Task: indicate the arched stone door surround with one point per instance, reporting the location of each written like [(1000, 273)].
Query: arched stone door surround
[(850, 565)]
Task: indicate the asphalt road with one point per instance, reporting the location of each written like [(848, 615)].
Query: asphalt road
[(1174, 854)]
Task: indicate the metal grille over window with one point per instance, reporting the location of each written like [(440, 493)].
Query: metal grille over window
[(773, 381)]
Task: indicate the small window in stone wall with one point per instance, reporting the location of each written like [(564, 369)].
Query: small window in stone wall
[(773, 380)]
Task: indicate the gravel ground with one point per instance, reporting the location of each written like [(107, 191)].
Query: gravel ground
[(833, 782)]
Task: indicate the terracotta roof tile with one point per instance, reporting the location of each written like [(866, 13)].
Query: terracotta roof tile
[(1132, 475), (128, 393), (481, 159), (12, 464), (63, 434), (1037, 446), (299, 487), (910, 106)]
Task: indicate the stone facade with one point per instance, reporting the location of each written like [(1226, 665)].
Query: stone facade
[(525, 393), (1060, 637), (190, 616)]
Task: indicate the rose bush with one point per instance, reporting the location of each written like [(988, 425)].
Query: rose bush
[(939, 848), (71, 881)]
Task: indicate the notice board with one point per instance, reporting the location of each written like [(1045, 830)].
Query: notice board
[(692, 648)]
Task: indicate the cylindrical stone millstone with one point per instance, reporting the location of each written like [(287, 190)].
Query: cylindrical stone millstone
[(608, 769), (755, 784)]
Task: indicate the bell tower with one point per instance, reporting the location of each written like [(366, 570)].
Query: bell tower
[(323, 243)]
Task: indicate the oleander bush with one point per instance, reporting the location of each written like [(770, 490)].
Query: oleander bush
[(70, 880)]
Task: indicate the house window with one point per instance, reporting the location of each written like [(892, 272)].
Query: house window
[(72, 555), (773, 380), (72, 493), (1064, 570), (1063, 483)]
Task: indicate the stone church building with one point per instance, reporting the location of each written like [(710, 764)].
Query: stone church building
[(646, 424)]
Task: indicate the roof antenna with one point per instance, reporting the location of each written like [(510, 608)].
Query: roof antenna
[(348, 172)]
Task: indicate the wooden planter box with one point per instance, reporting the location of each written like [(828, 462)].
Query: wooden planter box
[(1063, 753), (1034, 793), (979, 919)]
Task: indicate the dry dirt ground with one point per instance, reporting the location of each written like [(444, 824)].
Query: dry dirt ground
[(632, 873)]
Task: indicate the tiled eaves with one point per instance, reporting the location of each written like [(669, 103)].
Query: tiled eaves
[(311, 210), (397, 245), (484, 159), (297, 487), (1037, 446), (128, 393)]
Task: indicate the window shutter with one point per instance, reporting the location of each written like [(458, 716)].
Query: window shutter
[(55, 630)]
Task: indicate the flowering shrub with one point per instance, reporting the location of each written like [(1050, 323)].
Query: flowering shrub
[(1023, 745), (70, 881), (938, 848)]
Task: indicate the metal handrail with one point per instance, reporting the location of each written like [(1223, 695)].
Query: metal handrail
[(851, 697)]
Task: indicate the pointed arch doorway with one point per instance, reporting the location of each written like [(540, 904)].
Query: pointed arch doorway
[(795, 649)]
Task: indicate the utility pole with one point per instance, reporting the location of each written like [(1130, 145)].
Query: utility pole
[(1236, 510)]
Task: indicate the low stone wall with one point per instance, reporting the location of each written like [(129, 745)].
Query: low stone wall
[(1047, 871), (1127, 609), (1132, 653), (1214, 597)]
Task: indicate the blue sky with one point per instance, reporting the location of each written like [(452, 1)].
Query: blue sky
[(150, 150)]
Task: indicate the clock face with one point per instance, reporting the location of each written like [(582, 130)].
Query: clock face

┄┄┄┄┄┄┄┄┄┄┄┄┄┄┄┄┄┄┄┄

WHAT YOU WILL DO: The required output is the span of lines from the one containing "Task: indicate the window" to the last line, reproduced character for character.

TASK ANSWER:
Task: indicate the window shutter with one point per instance, reporting the location of each written like [(458, 716)].
Query: window shutter
[(55, 630)]
Task: indicate the flowering shrub with one point per instance, reporting the location of each written like [(1050, 323)].
Query: flowering shrub
[(1023, 745), (70, 881), (938, 848)]
Task: indicate the metal handrail with one point per instance, reporting the location of each written like [(1223, 695)].
Query: metal handrail
[(851, 697)]
Task: indicate the pointed arch doorway with one point per instance, reporting the location of each written like [(540, 904)].
Query: pointed arch doorway
[(795, 649)]
Task: indicate the utility pole with one point per instance, reporting the location of each written like [(1130, 145)].
Query: utility pole
[(1236, 510)]
Task: indicate the low stone wall with one point per instance, reporting the location of each written like [(129, 745)].
Query: low stone wall
[(1047, 871), (1127, 609), (1132, 653), (1214, 597)]
Task: indicate the blue sky with one point per instance, reporting the location of each written like [(452, 1)].
Query: blue sky
[(150, 150)]
Task: indicate the clock face with one point per instance, reporting the location of each written like [(582, 130)].
Query: clock face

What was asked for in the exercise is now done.